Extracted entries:
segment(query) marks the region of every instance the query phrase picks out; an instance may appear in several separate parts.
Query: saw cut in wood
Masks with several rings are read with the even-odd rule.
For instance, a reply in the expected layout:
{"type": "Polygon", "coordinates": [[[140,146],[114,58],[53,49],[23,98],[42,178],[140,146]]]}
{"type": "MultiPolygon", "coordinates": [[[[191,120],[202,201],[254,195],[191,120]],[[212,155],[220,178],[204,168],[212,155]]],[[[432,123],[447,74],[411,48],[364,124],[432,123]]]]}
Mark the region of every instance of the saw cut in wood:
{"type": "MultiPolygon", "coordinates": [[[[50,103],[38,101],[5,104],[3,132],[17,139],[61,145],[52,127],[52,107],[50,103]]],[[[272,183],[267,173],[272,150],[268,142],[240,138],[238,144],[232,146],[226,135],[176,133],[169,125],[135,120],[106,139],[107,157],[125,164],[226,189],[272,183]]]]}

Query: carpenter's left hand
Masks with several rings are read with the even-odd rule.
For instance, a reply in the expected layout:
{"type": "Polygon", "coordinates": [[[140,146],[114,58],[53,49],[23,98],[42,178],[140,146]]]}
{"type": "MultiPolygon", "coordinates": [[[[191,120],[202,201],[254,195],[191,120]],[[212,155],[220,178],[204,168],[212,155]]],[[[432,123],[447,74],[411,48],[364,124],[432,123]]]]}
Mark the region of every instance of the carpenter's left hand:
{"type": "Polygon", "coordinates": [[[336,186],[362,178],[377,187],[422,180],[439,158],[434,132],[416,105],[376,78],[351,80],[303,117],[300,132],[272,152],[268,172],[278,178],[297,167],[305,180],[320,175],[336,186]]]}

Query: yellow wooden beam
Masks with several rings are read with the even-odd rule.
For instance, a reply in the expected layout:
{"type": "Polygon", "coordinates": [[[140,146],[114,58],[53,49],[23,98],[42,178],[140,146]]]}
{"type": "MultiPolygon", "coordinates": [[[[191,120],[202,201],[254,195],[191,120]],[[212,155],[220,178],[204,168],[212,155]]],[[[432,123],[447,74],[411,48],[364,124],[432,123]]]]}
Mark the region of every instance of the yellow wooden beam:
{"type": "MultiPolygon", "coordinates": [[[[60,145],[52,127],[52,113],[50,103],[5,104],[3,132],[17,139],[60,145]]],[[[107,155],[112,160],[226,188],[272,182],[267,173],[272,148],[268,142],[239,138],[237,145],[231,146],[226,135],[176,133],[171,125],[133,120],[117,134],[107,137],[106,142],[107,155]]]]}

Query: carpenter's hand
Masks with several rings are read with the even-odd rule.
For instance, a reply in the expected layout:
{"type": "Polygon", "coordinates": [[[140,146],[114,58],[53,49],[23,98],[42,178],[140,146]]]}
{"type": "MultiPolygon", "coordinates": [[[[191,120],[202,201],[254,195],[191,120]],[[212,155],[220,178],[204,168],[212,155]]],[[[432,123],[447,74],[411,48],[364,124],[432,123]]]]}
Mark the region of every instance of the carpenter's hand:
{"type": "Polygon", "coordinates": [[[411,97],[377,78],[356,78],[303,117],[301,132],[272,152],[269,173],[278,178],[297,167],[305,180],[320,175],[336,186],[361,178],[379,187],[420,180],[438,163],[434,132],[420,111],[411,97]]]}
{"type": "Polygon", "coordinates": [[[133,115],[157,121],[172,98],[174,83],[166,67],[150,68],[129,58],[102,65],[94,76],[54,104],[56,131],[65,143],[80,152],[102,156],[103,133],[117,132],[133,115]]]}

> [WHAT YOU HAVE TO DO] Copy the entries above line for line, without changing anything.

> [OUTPUT FOR THIS TASK]
segment(query) marks the region of every instance the query phrase picks out; an instance may appear in several separate parts.
Query: saw cut in wood
Masks with several rings are read with the even-odd rule.
For instance, a reply in the expected layout:
{"type": "Polygon", "coordinates": [[[140,146],[114,58],[53,49],[23,98],[42,178],[140,146]]]}
{"type": "MultiPolygon", "coordinates": [[[[191,120],[202,201],[254,195],[191,120]],[[212,155],[220,178],[204,168],[212,155]]],[[[432,123],[447,74],[411,48],[364,124],[432,123]]]]}
Mark the region of every instance of the saw cut in wood:
{"type": "MultiPolygon", "coordinates": [[[[50,103],[38,101],[5,104],[3,132],[17,139],[61,145],[52,127],[52,107],[50,103]]],[[[272,183],[267,173],[272,150],[268,142],[240,138],[238,144],[232,146],[226,135],[176,133],[169,125],[135,120],[106,139],[107,157],[125,164],[226,189],[272,183]]]]}

Query: carpenter's left hand
Masks with several rings are read with the even-odd rule.
For instance, a reply in the expected layout:
{"type": "Polygon", "coordinates": [[[140,146],[114,58],[53,49],[23,98],[42,178],[140,146]]]}
{"type": "MultiPolygon", "coordinates": [[[[191,120],[202,201],[254,195],[191,120]],[[212,155],[220,178],[204,168],[212,155]]],[[[432,123],[447,74],[411,48],[364,124],[432,123]]]]}
Mark the region of every instance of the carpenter's left hand:
{"type": "Polygon", "coordinates": [[[336,186],[362,178],[377,187],[422,180],[439,158],[434,132],[416,105],[376,78],[351,80],[303,117],[300,132],[272,152],[268,172],[278,178],[297,167],[305,180],[320,175],[336,186]]]}

Query: yellow wooden beam
Masks with several rings are read with the even-odd rule.
For instance, a reply in the expected layout:
{"type": "Polygon", "coordinates": [[[140,146],[114,58],[53,49],[23,98],[42,178],[140,146]]]}
{"type": "MultiPolygon", "coordinates": [[[[191,120],[202,201],[254,195],[191,120]],[[212,155],[220,178],[204,168],[212,155]]],[[[432,123],[447,74],[411,48],[364,124],[432,123]]]]}
Mark the region of every instance of the yellow wooden beam:
{"type": "MultiPolygon", "coordinates": [[[[60,145],[52,127],[52,113],[50,103],[5,104],[3,132],[17,139],[60,145]]],[[[107,155],[112,160],[226,188],[272,182],[267,173],[272,148],[268,142],[239,138],[237,145],[231,146],[226,135],[176,133],[171,125],[133,120],[117,134],[107,137],[106,142],[107,155]]]]}

Query: carpenter's hand
Masks with several rings are read with the even-odd rule.
For instance, a reply in the expected layout:
{"type": "Polygon", "coordinates": [[[140,146],[114,58],[53,49],[23,98],[42,178],[140,146]]]}
{"type": "MultiPolygon", "coordinates": [[[[191,120],[202,201],[254,195],[191,120]],[[212,155],[220,178],[204,168],[212,155]]],[[[432,123],[447,74],[411,48],[364,124],[432,123]]]]}
Mark the region of every instance of the carpenter's hand:
{"type": "Polygon", "coordinates": [[[411,97],[377,78],[356,78],[303,117],[301,132],[272,152],[269,173],[278,178],[297,167],[305,180],[320,175],[336,186],[361,178],[379,187],[420,180],[438,163],[434,132],[420,111],[411,97]]]}
{"type": "Polygon", "coordinates": [[[133,115],[157,121],[172,98],[174,83],[166,67],[150,68],[129,58],[102,65],[94,76],[54,104],[56,131],[65,143],[80,152],[102,156],[103,133],[117,132],[133,115]]]}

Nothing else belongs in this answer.